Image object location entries

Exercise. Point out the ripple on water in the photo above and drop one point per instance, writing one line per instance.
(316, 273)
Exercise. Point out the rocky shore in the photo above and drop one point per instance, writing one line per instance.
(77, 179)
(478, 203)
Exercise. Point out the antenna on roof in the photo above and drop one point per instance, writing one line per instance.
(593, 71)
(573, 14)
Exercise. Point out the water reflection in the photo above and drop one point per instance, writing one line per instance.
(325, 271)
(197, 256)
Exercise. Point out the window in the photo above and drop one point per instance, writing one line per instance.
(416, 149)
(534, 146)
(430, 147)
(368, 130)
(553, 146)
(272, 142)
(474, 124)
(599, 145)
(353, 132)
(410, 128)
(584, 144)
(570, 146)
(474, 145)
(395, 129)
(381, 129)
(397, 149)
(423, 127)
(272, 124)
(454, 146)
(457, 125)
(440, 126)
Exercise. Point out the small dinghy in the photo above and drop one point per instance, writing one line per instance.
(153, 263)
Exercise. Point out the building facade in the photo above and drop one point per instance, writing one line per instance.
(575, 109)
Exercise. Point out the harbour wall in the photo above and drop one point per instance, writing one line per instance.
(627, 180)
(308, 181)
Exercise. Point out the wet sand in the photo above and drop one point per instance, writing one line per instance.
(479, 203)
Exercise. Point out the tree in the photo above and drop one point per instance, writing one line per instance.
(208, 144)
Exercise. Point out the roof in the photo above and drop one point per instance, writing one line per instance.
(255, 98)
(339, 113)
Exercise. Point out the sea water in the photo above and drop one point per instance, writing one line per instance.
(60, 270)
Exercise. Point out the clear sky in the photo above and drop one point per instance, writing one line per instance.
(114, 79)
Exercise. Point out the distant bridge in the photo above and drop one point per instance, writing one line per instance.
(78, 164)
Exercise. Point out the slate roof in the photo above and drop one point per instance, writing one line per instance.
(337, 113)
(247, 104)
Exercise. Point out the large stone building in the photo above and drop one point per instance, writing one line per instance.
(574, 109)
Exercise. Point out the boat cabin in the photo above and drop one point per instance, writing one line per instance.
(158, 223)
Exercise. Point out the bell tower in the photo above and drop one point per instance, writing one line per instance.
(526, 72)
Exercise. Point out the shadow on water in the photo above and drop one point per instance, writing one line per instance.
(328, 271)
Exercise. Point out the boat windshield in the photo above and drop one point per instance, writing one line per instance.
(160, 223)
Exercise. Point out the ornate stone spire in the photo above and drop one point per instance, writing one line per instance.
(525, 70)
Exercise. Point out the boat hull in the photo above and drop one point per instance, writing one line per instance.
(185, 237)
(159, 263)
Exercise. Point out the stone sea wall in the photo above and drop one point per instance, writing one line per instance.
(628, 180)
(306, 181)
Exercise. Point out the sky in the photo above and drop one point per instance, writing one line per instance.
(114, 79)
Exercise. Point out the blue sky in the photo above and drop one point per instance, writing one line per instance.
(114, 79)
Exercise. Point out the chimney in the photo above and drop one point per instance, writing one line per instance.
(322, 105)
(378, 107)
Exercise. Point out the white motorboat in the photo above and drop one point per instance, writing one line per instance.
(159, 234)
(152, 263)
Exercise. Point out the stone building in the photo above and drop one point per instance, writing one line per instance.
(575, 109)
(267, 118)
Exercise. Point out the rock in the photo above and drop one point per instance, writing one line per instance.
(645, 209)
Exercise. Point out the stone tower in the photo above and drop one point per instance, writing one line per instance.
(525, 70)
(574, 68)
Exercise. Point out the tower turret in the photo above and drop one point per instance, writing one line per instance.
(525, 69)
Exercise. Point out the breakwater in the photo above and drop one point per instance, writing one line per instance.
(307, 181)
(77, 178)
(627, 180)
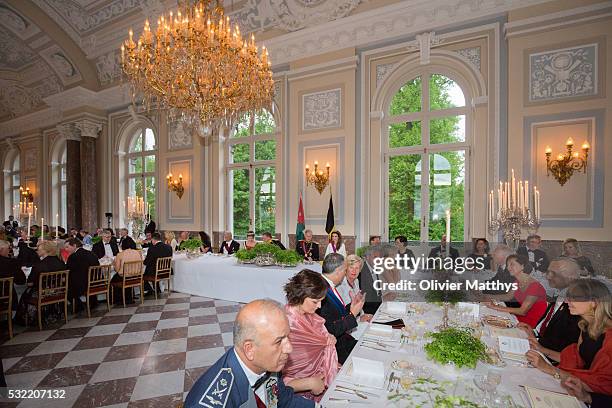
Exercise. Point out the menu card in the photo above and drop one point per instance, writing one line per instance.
(549, 399)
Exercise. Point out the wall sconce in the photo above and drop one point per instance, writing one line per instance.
(26, 195)
(564, 166)
(317, 177)
(176, 185)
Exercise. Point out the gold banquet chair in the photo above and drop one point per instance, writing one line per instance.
(6, 302)
(132, 278)
(98, 282)
(162, 272)
(52, 289)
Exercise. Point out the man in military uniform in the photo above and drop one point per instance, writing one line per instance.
(307, 247)
(248, 374)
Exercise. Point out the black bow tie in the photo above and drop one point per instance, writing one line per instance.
(261, 380)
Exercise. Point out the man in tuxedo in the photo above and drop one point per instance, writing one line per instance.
(440, 250)
(340, 318)
(249, 374)
(79, 261)
(123, 236)
(228, 246)
(373, 297)
(267, 238)
(307, 247)
(158, 249)
(557, 328)
(107, 247)
(9, 268)
(537, 258)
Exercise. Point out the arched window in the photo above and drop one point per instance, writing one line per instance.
(141, 162)
(425, 152)
(12, 181)
(251, 158)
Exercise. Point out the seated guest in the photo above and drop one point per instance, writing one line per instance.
(49, 262)
(500, 254)
(401, 242)
(313, 363)
(335, 245)
(79, 261)
(590, 359)
(307, 247)
(106, 248)
(576, 388)
(558, 328)
(266, 237)
(571, 249)
(530, 294)
(340, 318)
(440, 250)
(249, 374)
(123, 236)
(183, 236)
(150, 227)
(250, 242)
(537, 258)
(85, 237)
(206, 243)
(146, 243)
(128, 254)
(228, 246)
(169, 239)
(373, 297)
(9, 268)
(374, 240)
(481, 252)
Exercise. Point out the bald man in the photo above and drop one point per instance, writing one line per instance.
(248, 374)
(558, 328)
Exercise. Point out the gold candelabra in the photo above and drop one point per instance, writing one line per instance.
(564, 166)
(175, 185)
(199, 68)
(317, 177)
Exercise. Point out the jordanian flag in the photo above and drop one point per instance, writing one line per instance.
(301, 225)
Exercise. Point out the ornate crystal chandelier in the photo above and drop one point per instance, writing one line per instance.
(194, 65)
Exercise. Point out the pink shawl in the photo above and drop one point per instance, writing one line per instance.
(311, 355)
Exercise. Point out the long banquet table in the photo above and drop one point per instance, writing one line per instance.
(221, 277)
(426, 317)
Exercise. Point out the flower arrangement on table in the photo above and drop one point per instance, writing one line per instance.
(264, 254)
(192, 247)
(457, 346)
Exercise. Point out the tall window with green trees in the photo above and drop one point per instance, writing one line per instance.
(141, 162)
(425, 154)
(252, 174)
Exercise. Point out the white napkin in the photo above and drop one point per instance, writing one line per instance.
(367, 371)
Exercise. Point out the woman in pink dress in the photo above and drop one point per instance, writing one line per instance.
(313, 363)
(529, 293)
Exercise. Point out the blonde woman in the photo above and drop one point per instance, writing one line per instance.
(170, 239)
(590, 359)
(571, 249)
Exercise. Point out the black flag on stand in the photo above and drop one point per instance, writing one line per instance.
(330, 223)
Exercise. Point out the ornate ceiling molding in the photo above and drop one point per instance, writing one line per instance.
(384, 23)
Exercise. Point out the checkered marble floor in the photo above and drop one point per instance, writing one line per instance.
(140, 356)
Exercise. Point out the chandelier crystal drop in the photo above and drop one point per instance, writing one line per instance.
(197, 67)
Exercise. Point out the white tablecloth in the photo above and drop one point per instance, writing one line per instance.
(221, 277)
(513, 375)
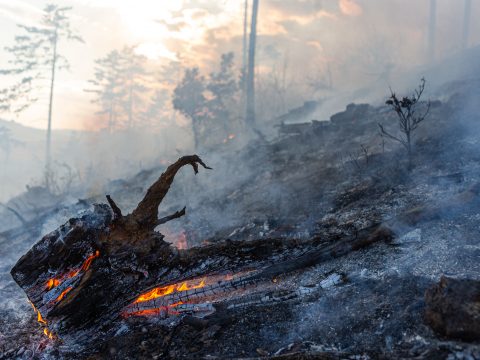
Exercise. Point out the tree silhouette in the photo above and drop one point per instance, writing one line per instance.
(250, 107)
(120, 83)
(409, 117)
(35, 54)
(190, 100)
(223, 88)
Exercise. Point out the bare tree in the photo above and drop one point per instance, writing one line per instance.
(244, 53)
(250, 106)
(409, 117)
(432, 28)
(120, 83)
(36, 52)
(466, 23)
(107, 85)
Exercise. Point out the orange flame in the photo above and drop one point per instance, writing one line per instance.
(64, 292)
(156, 311)
(48, 333)
(54, 282)
(43, 323)
(167, 290)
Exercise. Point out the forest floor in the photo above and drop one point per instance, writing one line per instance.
(332, 179)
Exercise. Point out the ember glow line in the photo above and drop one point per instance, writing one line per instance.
(54, 282)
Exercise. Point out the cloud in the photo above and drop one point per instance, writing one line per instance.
(350, 8)
(19, 11)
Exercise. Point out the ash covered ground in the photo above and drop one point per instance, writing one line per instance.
(321, 179)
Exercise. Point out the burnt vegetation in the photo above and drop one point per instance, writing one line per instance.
(296, 236)
(411, 112)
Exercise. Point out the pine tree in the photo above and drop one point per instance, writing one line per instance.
(223, 88)
(120, 84)
(250, 108)
(190, 100)
(35, 54)
(107, 85)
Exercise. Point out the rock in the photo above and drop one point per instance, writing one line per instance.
(453, 308)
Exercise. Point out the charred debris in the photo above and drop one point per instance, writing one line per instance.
(327, 242)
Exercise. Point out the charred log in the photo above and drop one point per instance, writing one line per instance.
(81, 277)
(453, 308)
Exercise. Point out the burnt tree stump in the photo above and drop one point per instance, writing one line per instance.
(81, 277)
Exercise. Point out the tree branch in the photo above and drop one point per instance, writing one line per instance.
(175, 215)
(146, 212)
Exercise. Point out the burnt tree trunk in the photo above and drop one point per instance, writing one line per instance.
(82, 276)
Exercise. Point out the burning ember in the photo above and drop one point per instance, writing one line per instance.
(167, 290)
(58, 287)
(43, 323)
(54, 282)
(192, 296)
(229, 138)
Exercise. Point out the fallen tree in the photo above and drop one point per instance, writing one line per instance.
(98, 268)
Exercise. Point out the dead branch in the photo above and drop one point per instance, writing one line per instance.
(146, 212)
(175, 215)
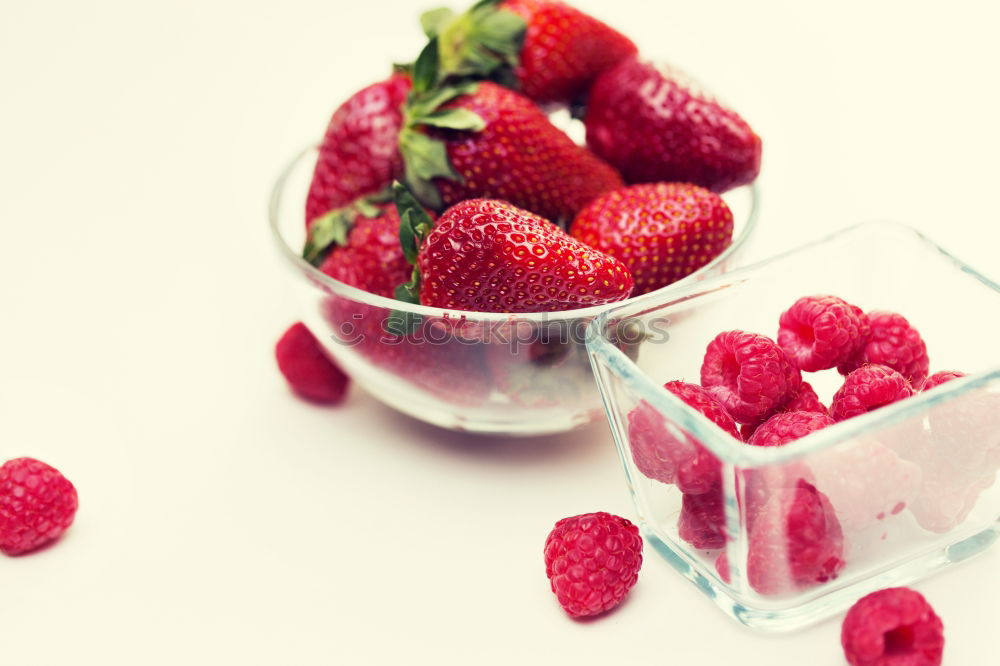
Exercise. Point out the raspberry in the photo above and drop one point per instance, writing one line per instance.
(787, 426)
(310, 373)
(794, 540)
(749, 374)
(820, 332)
(893, 627)
(939, 378)
(592, 561)
(895, 343)
(868, 388)
(702, 522)
(805, 400)
(37, 504)
(663, 456)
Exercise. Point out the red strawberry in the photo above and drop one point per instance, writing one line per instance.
(366, 252)
(564, 50)
(661, 231)
(653, 124)
(489, 256)
(491, 142)
(359, 154)
(549, 50)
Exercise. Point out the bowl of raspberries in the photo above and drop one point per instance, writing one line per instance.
(463, 220)
(802, 431)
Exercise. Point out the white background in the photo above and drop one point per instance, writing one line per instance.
(221, 520)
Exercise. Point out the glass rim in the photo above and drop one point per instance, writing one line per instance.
(728, 449)
(294, 258)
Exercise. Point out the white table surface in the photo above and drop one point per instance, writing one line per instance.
(223, 521)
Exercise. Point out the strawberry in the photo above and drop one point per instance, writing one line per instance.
(494, 143)
(366, 252)
(359, 154)
(490, 256)
(654, 124)
(549, 51)
(661, 231)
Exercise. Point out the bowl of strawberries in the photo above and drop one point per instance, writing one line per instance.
(806, 430)
(452, 241)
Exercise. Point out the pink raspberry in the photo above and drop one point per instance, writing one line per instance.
(592, 561)
(37, 504)
(895, 343)
(749, 374)
(805, 400)
(820, 332)
(868, 388)
(939, 378)
(787, 426)
(702, 522)
(795, 540)
(893, 627)
(309, 371)
(661, 455)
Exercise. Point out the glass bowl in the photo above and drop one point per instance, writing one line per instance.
(792, 534)
(524, 374)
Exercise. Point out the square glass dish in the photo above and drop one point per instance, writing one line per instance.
(792, 534)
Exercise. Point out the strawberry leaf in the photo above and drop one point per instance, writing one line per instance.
(460, 119)
(425, 158)
(481, 41)
(326, 230)
(332, 227)
(425, 69)
(414, 223)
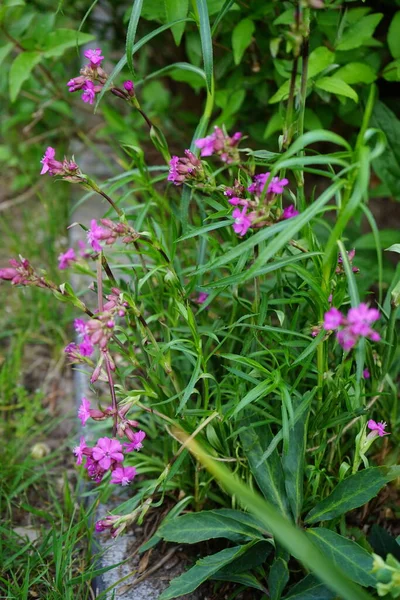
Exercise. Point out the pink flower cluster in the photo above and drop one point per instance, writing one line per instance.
(92, 77)
(357, 324)
(184, 168)
(109, 232)
(67, 169)
(221, 144)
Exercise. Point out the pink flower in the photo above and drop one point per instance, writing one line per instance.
(360, 319)
(84, 411)
(67, 259)
(136, 443)
(78, 451)
(94, 56)
(289, 212)
(106, 452)
(89, 93)
(332, 319)
(242, 222)
(379, 427)
(123, 475)
(95, 234)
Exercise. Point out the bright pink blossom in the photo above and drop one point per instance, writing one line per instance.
(123, 475)
(78, 451)
(379, 427)
(136, 443)
(66, 259)
(95, 57)
(84, 411)
(242, 222)
(106, 452)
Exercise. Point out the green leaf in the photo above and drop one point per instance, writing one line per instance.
(336, 86)
(393, 37)
(387, 166)
(319, 59)
(293, 460)
(277, 578)
(131, 33)
(206, 41)
(268, 474)
(359, 32)
(202, 570)
(206, 525)
(347, 555)
(60, 40)
(356, 73)
(20, 71)
(352, 492)
(310, 588)
(241, 39)
(177, 9)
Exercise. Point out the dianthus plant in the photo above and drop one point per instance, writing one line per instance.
(222, 310)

■ Work to be completed
From the line that contains "Exercise. Point out the pink flower in" down to the last line of the listing above, repeat each line exactly, and include nothing else.

■ Exercise output
Exercise. Point out the pink flower in the photo above and drop one point per instance, writing one line per instance.
(360, 319)
(84, 411)
(67, 259)
(136, 443)
(78, 451)
(94, 56)
(289, 212)
(106, 452)
(89, 93)
(332, 319)
(242, 222)
(379, 427)
(123, 475)
(95, 234)
Exercise. Point out the bright pink blossom in the photo above and drop one point per instance, writing one line per instance.
(123, 475)
(78, 451)
(379, 427)
(136, 443)
(66, 259)
(95, 57)
(84, 411)
(242, 222)
(106, 452)
Exercise. Point out the green leaf in the photo above and drop one point per instance, writing one line per instance.
(336, 86)
(393, 37)
(387, 166)
(319, 59)
(293, 460)
(277, 578)
(131, 33)
(206, 41)
(268, 474)
(359, 32)
(202, 570)
(206, 525)
(347, 555)
(60, 40)
(356, 73)
(20, 71)
(352, 492)
(310, 588)
(241, 39)
(177, 9)
Exercise. Point out the dianthus plant in the photo above and drop one point per instance, writing one line per instance.
(222, 310)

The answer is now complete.